**Provided text:**

22 August 2012
Dear Mr. President,
I am an active member of my Democratic Town Committee. In 2008, I strongly supported you. I worked hard for your election. As Howard Dean described it, I am from the Democratic wing of the Democratic Party – a progressive and proud of it. I recognized during that campaign that you
were not a progressive, that you were a middle-of-the-road Democrat. But I also saw your intelligence, and believed that once you were President, you would understand that you needed to be an FDR or an LBJ in order to promote the big changes you were touting.
I worried when you picked conservative Democrats like Geithner, Summers, and Emanuel for your inner circle, but still had hopes that you would not follow them too strictly. Unfortunately – for you and for the country, as well as for me – you disappointed.
From the beginning, it was clear that your top priority was to improve how Washington functioned, to promote bipartisanship. It was an admirable goal, but not one that should have been all-consuming. Very early in your tenure, it became clear that you had no partner, that the Republican Party had shifted even farther right and had no interest in working with you. ‘Compromise’ was not part of their vocabulary. Nevertheless, you kept repeating your futile
attempts to get them to compromise. On top of which, you are a terrible bargainer. (I, too, have lived in Indonesia; you certainly did not learn your bargaining skills there.)
Here’s what I wanted from you – and how your actual decisions have negatively affected your presidency.
Iraq. You emphasized during the campaign that you had opposed this war from the start. Therefore, when you became President, the logical approach was to get us out as quickly as possible: blame Bush and the Republicans
for a bad policy and withdraw all troops within the first six months. Instead, your actions implied that you were wrong during the election campaign, that Iraq really was a good war. Now you are even trying to convince Iraqis to
keep us there beyond 2012; this would be a horrible mistake. You could have saved American lives, saved a lot of money that could have been used elsewhere, been in a stronger position in the Middle East, and had a much better outcome politically.

**Work task 1:** Reproduce the letter to the President from "22 August 2012" to "me – you disappointed.".
**Work task 2:** In the letter to the President, which people does the writer name as conservative Democrats picked for the inner circle?
**Work task 3:** Write what comes next in the letter to the President, picking up after its last sentence.

**Information shown:**
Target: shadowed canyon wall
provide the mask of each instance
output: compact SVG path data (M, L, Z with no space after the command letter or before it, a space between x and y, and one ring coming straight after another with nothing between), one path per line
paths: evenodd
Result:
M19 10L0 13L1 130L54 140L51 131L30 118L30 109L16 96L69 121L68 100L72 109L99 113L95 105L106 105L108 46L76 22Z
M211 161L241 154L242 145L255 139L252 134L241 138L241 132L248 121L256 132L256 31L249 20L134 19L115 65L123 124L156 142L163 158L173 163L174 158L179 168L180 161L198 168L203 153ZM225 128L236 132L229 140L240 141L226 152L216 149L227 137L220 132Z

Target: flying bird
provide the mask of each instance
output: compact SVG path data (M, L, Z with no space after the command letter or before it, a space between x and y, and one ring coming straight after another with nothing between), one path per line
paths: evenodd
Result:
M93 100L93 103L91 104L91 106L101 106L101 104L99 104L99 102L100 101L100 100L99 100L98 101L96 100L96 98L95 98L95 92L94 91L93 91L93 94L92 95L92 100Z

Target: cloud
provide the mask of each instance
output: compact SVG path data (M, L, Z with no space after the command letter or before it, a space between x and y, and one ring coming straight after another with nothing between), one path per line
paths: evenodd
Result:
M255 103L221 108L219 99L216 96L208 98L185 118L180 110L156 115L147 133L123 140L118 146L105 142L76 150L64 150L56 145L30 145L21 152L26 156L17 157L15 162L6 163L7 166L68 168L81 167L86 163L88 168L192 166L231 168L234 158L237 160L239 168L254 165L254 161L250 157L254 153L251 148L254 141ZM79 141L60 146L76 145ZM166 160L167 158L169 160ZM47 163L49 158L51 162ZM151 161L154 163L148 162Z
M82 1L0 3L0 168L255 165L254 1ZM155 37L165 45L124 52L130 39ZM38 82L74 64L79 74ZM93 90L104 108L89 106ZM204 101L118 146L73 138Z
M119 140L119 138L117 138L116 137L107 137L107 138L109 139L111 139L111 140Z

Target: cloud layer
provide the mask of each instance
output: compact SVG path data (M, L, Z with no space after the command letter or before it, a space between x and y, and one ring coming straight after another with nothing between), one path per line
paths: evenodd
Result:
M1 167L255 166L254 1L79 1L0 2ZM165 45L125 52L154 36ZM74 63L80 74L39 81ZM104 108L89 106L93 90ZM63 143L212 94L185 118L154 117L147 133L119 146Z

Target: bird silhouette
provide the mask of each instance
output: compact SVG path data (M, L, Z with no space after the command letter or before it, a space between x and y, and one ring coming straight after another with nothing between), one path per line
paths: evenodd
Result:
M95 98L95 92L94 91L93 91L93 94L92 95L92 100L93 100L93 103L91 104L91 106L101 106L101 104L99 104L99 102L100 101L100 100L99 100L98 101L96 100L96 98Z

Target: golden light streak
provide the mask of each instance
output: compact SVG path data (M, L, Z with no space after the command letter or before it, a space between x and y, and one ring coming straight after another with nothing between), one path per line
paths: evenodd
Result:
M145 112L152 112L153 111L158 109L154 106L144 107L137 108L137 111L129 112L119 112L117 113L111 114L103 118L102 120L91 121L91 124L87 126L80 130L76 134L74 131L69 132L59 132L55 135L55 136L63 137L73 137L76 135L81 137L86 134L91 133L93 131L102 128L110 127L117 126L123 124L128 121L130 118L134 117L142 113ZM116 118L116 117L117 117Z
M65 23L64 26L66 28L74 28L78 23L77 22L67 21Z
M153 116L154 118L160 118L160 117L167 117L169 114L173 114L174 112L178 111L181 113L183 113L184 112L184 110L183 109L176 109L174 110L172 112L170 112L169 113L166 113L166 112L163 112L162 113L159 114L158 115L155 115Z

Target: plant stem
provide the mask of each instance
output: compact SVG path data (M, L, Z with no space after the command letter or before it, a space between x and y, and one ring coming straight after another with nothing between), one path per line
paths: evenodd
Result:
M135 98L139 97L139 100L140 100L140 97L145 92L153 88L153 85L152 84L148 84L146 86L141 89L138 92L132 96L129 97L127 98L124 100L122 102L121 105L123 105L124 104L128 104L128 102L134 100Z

**Expected output 1:**
22 August 2012
Dear Mr. President,
I am an active member of my Democratic Town Committee. In 2008, I strongly supported you. I worked hard for your election. As Howard Dean described it, I am from the Democratic wing of the Democratic Party – a progressive and proud of it. I recognized during that campaign that you
were not a progressive, that you were a middle-of-the-road Democrat. But I also saw your intelligence, and believed that once you were President, you would understand that you needed to be an FDR or an LBJ in order to promote the big changes you were touting.
I worried when you picked conservative Democrats like Geithner, Summers, and Emanuel for your inner circle, but still had hopes that you would not follow them too strictly. Unfortunately – for you and for the country, as well as for me – you disappointed.

**Expected output 2:** Geithner, Summers, and Emanuel.

**Expected output 3:**
Economy. I am not an economist, so I don’t know if spending a lot to save Wall Street was necessary, but you could at least have put conditions on their use of our money – like forcing them to lend and limiting top executive remuneration. Instead, you had a series of extremely embarrassing moments when the big financial institutions played you for a fool. Your actions were, perhaps, economically necessary, but nevertheless a political disaster.
Economy II. You kept looking for compromises with the Republicans.
Instead, you could have repeatedly reminded the American people that the
recession was caused by Bush’ policies – not by your attempts to increase jobs. The recession, and the glacially slow job recovery, quickly became your fault. You took on that mantle far too early, and most people have now forgotten that some of the very policies the Republican Party is now pushing are to blame for our economic doldrums. Even now, you ought to be talking about the ‘Bush Recession’ and the ‘Tea Party Debt Limit Crisis’. By bending over backward to be ‘fair’, you get the blame.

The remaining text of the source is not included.